### [Your objective]
Rewrite the entries below from the line containing "locate the sparse" through the end, replacing "vegetation patch" with "plant cover" and leaving everything else unchanged.

### [Dataset entries]
>> Begin

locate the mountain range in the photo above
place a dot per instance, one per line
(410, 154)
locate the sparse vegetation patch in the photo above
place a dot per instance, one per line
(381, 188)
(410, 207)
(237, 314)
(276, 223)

>> End

### [Full response]
locate the sparse plant cover in the photo above
place a dot per instance, one per line
(381, 188)
(410, 207)
(237, 314)
(276, 223)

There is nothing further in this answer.